### [Directions for this task]
Write out each line of the records that has "query" in it.

### [Supplied entries]
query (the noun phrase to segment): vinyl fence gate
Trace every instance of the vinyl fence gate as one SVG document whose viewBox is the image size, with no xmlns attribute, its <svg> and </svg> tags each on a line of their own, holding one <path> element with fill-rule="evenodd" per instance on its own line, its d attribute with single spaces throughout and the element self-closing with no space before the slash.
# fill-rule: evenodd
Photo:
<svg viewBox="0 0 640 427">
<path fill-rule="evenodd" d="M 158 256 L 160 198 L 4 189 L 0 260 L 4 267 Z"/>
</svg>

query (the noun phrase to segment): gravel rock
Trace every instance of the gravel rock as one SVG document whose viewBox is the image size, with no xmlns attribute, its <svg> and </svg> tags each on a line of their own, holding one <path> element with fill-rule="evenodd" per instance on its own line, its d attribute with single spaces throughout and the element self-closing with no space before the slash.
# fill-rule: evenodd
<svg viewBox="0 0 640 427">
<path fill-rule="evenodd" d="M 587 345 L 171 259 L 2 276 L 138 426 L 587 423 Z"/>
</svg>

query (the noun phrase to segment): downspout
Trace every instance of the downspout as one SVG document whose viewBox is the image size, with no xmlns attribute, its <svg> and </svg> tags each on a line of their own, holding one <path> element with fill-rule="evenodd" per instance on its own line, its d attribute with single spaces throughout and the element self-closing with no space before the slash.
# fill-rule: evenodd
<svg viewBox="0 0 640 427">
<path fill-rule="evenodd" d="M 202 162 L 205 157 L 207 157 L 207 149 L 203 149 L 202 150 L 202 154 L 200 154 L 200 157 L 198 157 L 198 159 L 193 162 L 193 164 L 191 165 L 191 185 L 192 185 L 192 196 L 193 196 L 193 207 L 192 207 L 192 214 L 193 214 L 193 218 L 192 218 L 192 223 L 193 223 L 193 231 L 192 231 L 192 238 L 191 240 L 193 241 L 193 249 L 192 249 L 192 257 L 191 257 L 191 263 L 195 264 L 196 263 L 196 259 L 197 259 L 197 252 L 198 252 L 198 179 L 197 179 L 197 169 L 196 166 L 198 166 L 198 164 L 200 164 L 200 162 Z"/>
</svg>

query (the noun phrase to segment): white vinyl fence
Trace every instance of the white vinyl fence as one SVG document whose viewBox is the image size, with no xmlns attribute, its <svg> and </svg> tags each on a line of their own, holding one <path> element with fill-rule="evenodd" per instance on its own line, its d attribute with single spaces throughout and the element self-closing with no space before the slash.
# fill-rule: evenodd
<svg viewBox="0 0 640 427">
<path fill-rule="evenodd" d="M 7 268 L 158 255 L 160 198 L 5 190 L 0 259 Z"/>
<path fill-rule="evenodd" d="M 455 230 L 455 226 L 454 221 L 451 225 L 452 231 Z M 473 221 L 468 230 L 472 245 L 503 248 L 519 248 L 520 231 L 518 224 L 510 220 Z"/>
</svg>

### [Exercise response]
query (the noun phrase to segment): vinyl fence gate
query (the noun phrase to segment): gravel rock
query (the noun phrase to segment): downspout
query (the noun phrase to segment): white vinyl fence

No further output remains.